(Stored entries)
::::::

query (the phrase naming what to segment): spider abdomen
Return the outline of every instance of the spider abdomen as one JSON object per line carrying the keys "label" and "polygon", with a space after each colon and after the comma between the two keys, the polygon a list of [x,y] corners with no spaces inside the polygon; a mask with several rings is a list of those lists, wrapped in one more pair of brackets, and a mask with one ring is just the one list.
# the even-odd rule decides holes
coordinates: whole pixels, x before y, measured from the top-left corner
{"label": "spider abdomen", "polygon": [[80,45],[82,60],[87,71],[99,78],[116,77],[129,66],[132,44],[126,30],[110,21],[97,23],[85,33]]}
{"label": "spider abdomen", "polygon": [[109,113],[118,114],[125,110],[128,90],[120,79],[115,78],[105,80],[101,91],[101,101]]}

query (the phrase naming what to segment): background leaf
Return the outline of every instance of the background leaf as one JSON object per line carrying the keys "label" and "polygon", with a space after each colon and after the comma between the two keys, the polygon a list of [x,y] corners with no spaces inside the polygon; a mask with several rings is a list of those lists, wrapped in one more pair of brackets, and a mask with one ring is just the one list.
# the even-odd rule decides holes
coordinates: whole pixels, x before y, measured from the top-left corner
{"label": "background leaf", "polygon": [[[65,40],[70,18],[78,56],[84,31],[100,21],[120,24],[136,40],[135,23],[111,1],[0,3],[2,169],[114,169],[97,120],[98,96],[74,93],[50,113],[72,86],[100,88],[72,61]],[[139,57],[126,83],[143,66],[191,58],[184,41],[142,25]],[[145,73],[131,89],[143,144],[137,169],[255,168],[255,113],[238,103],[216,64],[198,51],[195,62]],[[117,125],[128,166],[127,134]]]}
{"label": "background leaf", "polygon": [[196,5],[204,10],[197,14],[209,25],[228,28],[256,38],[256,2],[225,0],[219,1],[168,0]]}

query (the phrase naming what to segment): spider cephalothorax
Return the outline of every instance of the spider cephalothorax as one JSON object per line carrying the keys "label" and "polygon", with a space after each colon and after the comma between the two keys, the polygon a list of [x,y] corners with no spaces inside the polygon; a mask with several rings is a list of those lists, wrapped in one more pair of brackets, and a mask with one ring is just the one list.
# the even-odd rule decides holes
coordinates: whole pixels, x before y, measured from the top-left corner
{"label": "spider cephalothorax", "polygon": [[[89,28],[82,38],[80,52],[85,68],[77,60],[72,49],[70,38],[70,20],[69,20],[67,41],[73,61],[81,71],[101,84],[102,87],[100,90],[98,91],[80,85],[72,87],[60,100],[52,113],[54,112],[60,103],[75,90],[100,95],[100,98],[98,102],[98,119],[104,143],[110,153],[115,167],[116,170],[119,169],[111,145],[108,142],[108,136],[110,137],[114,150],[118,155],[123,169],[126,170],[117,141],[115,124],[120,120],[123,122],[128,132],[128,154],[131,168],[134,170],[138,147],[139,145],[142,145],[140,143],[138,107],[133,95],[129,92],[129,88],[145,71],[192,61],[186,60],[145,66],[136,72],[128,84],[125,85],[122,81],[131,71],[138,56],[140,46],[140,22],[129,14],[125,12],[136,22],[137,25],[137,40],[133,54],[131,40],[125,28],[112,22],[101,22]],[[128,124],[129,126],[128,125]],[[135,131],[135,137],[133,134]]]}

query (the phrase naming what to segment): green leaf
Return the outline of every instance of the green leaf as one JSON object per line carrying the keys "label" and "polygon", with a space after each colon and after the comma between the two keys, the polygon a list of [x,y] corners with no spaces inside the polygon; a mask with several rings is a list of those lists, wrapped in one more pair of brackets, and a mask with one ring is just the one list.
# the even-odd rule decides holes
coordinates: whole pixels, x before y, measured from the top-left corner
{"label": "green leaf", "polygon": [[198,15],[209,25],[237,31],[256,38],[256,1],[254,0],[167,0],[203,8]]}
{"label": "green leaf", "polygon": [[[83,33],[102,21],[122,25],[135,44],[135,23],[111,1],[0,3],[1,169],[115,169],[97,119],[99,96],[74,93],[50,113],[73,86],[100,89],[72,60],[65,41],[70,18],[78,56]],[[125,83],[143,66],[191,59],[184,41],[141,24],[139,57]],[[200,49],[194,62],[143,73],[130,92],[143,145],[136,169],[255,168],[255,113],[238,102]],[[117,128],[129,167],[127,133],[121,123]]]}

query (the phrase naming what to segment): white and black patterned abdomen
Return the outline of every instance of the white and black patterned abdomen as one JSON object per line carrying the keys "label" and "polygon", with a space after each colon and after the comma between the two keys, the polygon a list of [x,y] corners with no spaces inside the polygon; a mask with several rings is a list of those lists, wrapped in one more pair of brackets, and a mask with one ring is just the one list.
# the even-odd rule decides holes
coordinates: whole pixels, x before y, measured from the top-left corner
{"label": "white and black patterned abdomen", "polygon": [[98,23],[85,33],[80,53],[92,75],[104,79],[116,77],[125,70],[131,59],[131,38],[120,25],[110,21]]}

::::::

> **Short task**
Rewrite the records above, substituting "upper-left corner" for "top-left corner" wherever it occurs and leaving everything else untouched.

> **Result of the task**
query (the phrase naming what to segment): spider abdomen
Return the outline of every instance of the spider abdomen as one JSON object per line carrying the keys "label" and "polygon", with a space after each colon and after the comma between the two keys, the polygon a list of [x,y] corners with no spaces inside the polygon; a mask with several rings is a list of those lists, wrapped in one more pair of brackets, and a mask with one ring is just the one list.
# the even-odd rule decides holes
coordinates: whole pixels, x before y, measured from the upper-left corner
{"label": "spider abdomen", "polygon": [[80,45],[82,60],[87,71],[99,78],[116,77],[129,66],[132,44],[126,30],[110,21],[97,23],[85,33]]}
{"label": "spider abdomen", "polygon": [[109,113],[118,114],[125,110],[128,90],[120,79],[115,78],[105,80],[101,91],[101,101]]}

query (the phrase naming what to segment): background leaf
Return the outline of every instance of the background leaf as one JSON object per line carrying the keys "label" and "polygon", with a space after each colon and after the comma between the two keys, the polygon a list of [x,y] corners with no spaces inside the polygon; a mask with several rings is a list of those lists, wrapped in one more pair of brackets, and a mask with one ring is just the one list.
# the even-odd rule decides holes
coordinates: whole pixels, x before y, measured from the upper-left corner
{"label": "background leaf", "polygon": [[[65,40],[70,18],[78,56],[84,31],[100,21],[120,24],[136,40],[135,23],[111,1],[0,3],[2,169],[114,169],[97,120],[98,96],[74,93],[50,113],[72,86],[100,88],[72,61]],[[139,57],[126,83],[143,66],[191,58],[184,41],[142,25]],[[145,73],[131,89],[143,144],[137,169],[255,168],[255,113],[238,103],[216,64],[198,51],[195,62]],[[117,125],[128,166],[127,134]]]}
{"label": "background leaf", "polygon": [[196,5],[204,10],[197,14],[209,25],[228,28],[256,38],[256,2],[225,0],[219,1],[168,0]]}

query (the phrase naming what to segment): spider cephalothorax
Return the outline of every instance of the spider cephalothorax as one JSON object per line carrying the keys "label" and "polygon", with a space after each colon and after the comma between the two keys, the polygon a list of [x,y] corners with no spaces inside the polygon; a mask with several rings is a list of those lists, wrapped in one more pair of brackets, and a mask with one ring is just the one list.
# the even-odd rule decides holes
coordinates: whole pixels, x before y, measured from the upper-left corner
{"label": "spider cephalothorax", "polygon": [[[89,28],[82,38],[80,52],[85,68],[77,60],[72,49],[70,38],[70,20],[69,20],[67,41],[73,61],[81,71],[101,84],[102,87],[100,90],[98,91],[80,85],[72,87],[60,100],[52,113],[54,112],[60,103],[75,90],[100,95],[100,98],[98,102],[98,119],[104,143],[110,153],[115,167],[116,170],[119,169],[111,145],[108,142],[108,136],[110,137],[114,150],[118,155],[123,169],[126,170],[117,141],[115,124],[120,120],[123,122],[128,132],[128,154],[131,168],[134,170],[138,147],[139,145],[142,145],[140,143],[138,107],[133,95],[129,92],[129,88],[145,71],[192,61],[186,60],[145,66],[136,72],[128,84],[125,85],[122,81],[131,71],[138,56],[140,46],[140,22],[129,14],[125,12],[136,22],[137,25],[137,40],[133,54],[131,40],[125,28],[112,22],[101,22]],[[128,124],[129,126],[128,125]],[[135,131],[135,137],[133,134]]]}

query (the phrase naming what to segment): green leaf
Return the outline of every instance of the green leaf as one JSON object per line carrying the keys "label" and "polygon", with a space after each colon and after the comma between the two keys, the polygon a list of [x,y] corners with no spaces inside the polygon; a mask with several rings is a list of those lists, wrapped in one more pair of brackets, and a mask with one ring is just the one list.
# the even-odd rule decides holes
coordinates: whole pixels, x before y, measured from the upper-left corner
{"label": "green leaf", "polygon": [[198,15],[209,25],[237,31],[256,38],[256,1],[254,0],[167,0],[203,8]]}
{"label": "green leaf", "polygon": [[[83,33],[102,21],[122,25],[135,44],[135,23],[111,1],[0,3],[1,169],[115,169],[97,119],[99,96],[74,93],[50,113],[73,86],[100,89],[72,60],[65,41],[70,18],[78,56]],[[125,83],[143,66],[191,59],[184,41],[141,24],[139,57]],[[200,49],[194,62],[143,73],[130,92],[143,145],[136,169],[255,168],[255,113],[238,102]],[[117,128],[129,167],[127,133],[121,123]]]}

query (the phrase naming what to segment): white and black patterned abdomen
Return the outline of every instance of the white and black patterned abdomen as one JSON object per line carrying the keys "label" and "polygon", with a space after each colon and after the comma between the two keys, the polygon a list of [x,y] corners with no spaces inside the polygon; a mask with several rings is a list of those lists, wrapped in one more pair of brackets, and a mask with one ring is just the one list.
# the even-odd rule decides holes
coordinates: whole pixels, x before y, measured from the upper-left corner
{"label": "white and black patterned abdomen", "polygon": [[98,23],[85,33],[80,53],[92,75],[104,79],[116,77],[125,70],[131,59],[131,38],[120,25],[110,21]]}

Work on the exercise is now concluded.